■ TEXTO
════════════════════

Narrar em poucas palavras ou com palavras de ordem a vida de alguém é sempre algo difícil. Melhor dizendo, algo temerário. Para os historiadores e biógrafos, impossível. Escapam muitas camadas, nuances, em suma, complexidade. Não há vida humana sem contradição. E não há história sem disputa e conflito. O que define efetivamente uma vida “notável”? O que faz um sujeito ser — ainda em vida — considerado alguém notável dentre tantos “mortais”?
Esta é pergunta que há tempos move aqueles que tentam narrar uma vida. Em outras palavras, por que a vida de um é notável e a vida de outro não é? Alguém haverá de dizer que todas as vidas são notáveis. Mas sabemos que isso não funciona na prática. Melhor dizendo, não funciona diante das estruturas sociais. Nossas formas de hierarquizar a vida, sobretudo a vida material, acabam determinando papéis sociais muito distintos entre si. E não há liberalismo ou meritocracia que dê conta. Muito do que somos hoje, na vida, na família, no trabalho, é resultado de um acúmulo de muitos séculos. Tanto quanto somos, também, os traumas que tivemos desde a infância, haja terapia.
Mas voltando ao que interessa, mesmo que tenhamos exemplos de ascensão de alguns anônimos para a fortuna e a fama, em geral, as estruturas abrem algumas frestas, mas não se abrem inteiras. Se quer fazer uma averiguação, uma espécie de pesquisa de campo, indague entre as pessoas mais próximas a você (onde quer que esteja), quem é quem na fila do pão e logo entenderá que até podemos fazer a nossa história, mas não exatamente do jeito que queremos.
Onde você estudou? Onde queria ter estudado? Onde você morou? Onde queria ter morado? Quanto ganhou? Quanto queria ter ganho? As repostas não dependem apenas do seu esforço, compreende? Uma andorinha proletária sozinha não faz verão. Ainda somos o que nossos pais e avós foram. Se eram ricos e notáveis, a probabilidade de você ser alguém “notável” hoje é enorme. Se eram pobres, aposto os 100 reais que me sobraram na conta — cara leitora, caro leitor — que vocês estão vivendo na mesma corda bamba que seus antepassados de décadas atrás.
Claro que houve mudança. Mas presta bem atenção, qual mudança? Em todo caso, o que nos interessa aqui é perceber, ver e fazer ver, que tudo isso que foi elencado acima – os tais níveis de hierarquia – vale para o Silvio Santos, para o Delfim, vale para mim, para você ou para o entregador de iFood e bicicleta que acabo de ver aqui pela minha janela, no centro da cidade. Janela indiscreta, fortunas e infortúnios indecentes. Como diria o Senor Abravanel: Oeeee!

════════════════════

■ EXERCÍCIO 1
Reescreva o trecho do texto começando em "Mas voltando ao" e terminando em "jeito que queremos.", trocando "estruturas" por "instituições".
■ EXERCÍCIO 2
Indique se cada afirmação a seguir está de acordo com o texto, respondendo sim ou não e citando as palavras do texto que justificam a resposta.
(a) O texto afirma que não há vida humana sem contradição.
(b) Segundo o texto, a ideia de que todas as vidas são notáveis funciona na prática.
(c) Para o texto, quem teve pais e avós ricos e notáveis tem pouca probabilidade de ser alguém notável hoje.

■ REGISTROS
════════════════════

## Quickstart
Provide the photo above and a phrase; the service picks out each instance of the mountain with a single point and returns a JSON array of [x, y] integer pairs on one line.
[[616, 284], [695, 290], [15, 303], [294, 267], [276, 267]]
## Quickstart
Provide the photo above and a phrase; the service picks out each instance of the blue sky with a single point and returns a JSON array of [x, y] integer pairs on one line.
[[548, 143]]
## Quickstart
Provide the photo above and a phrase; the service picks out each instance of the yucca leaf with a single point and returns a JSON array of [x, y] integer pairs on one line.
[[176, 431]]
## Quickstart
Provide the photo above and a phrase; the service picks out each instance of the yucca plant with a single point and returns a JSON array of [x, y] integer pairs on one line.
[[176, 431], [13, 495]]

════════════════════

■ RESPOSTA 1
Mas voltando ao que interessa, mesmo que tenhamos exemplos de ascensão de alguns anônimos para a fortuna e a fama, em geral, as instituições abrem algumas frestas, mas não se abrem inteiras. Se quer fazer uma averiguação, uma espécie de pesquisa de campo, indague entre as pessoas mais próximas a você (onde quer que esteja), quem é quem na fila do pão e logo entenderá que até podemos fazer a nossa história, mas não exatamente do jeito que queremos.

■ RESPOSTA 2
(a) Sim: "Não há vida humana sem contradição."
(b) Não: "Mas sabemos que isso não funciona na prática."
(c) Não: "Se eram ricos e notáveis, a probabilidade de você ser alguém “notável” hoje é enorme."